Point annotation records
[start]
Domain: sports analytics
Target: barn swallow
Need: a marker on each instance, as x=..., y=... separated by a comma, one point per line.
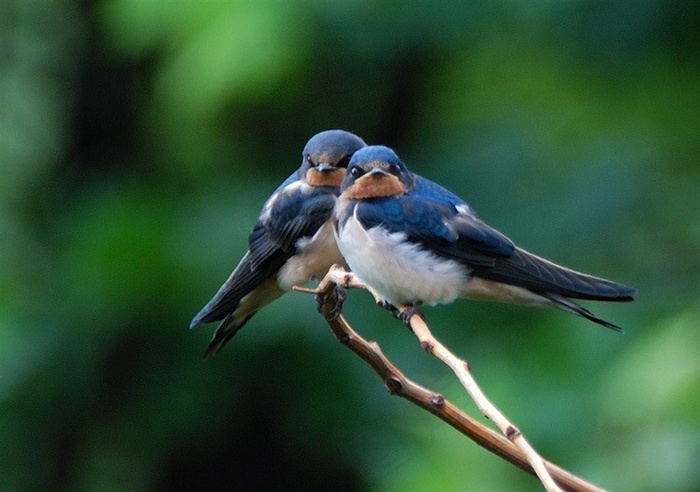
x=415, y=242
x=292, y=241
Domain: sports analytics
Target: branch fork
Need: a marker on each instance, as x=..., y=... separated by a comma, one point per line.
x=511, y=446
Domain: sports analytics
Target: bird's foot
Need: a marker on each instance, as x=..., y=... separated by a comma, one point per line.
x=384, y=304
x=407, y=312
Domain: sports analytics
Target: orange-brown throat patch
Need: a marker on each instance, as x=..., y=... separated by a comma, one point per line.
x=375, y=186
x=325, y=178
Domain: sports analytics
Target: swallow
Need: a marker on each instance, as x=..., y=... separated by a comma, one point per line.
x=414, y=242
x=292, y=241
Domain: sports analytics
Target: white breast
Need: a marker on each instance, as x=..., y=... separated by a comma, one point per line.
x=400, y=272
x=315, y=257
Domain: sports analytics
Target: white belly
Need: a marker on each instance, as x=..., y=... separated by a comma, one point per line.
x=401, y=273
x=315, y=257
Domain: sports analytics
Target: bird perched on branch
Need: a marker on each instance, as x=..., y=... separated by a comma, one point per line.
x=414, y=242
x=291, y=243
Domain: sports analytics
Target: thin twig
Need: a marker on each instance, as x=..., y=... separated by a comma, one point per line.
x=431, y=345
x=330, y=306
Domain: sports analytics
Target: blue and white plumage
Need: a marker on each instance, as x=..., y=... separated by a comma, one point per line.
x=414, y=242
x=291, y=243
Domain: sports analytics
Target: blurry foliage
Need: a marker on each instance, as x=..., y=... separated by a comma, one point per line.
x=138, y=140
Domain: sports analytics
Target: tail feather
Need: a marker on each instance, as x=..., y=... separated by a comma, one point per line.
x=225, y=332
x=569, y=305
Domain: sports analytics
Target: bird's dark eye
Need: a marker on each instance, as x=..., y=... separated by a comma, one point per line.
x=356, y=172
x=343, y=162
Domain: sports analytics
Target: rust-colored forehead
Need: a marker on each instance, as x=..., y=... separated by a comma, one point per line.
x=328, y=156
x=376, y=163
x=325, y=178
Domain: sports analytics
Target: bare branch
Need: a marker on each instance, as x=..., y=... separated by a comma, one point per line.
x=511, y=448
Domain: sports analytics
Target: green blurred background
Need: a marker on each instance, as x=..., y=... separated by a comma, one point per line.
x=140, y=138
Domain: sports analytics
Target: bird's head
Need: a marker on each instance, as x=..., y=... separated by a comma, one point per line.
x=326, y=156
x=374, y=172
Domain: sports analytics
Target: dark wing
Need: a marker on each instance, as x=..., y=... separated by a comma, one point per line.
x=292, y=213
x=444, y=224
x=439, y=221
x=553, y=281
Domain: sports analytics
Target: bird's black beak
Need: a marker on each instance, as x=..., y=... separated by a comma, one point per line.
x=378, y=172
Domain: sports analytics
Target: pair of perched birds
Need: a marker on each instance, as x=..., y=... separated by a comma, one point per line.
x=409, y=239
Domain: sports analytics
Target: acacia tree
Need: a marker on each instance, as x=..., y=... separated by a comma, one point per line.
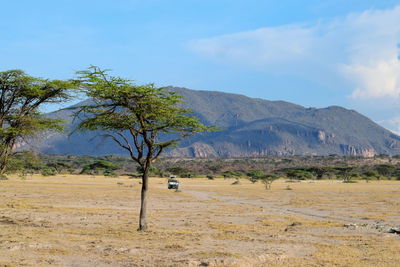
[end]
From the rows above, pull out every line containing the word "perched", matching case exactly.

:: RIGHT ANSWER ::
Target: bird perched on branch
Target: pair of perched birds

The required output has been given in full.